Items drawn from a data source:
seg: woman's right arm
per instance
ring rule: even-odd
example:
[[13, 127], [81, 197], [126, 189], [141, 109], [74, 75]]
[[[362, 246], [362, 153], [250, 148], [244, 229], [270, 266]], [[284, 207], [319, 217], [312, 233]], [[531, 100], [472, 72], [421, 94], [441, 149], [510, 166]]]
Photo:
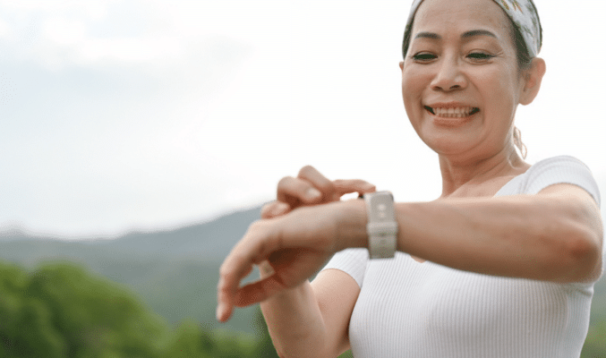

WORK INSTRUCTIONS
Reproduce every line of the records above verbatim, omitting the pictures.

REPLY TO THE TASK
seg: woman's right arm
per instance
ring rule: even-odd
example:
[[13, 127], [81, 197], [126, 189], [141, 109], [74, 75]]
[[[362, 246], [362, 153], [250, 148], [244, 229], [270, 266]], [[284, 207], [319, 217], [312, 233]], [[531, 100], [472, 72], [421, 94], [441, 149], [510, 166]]]
Photo:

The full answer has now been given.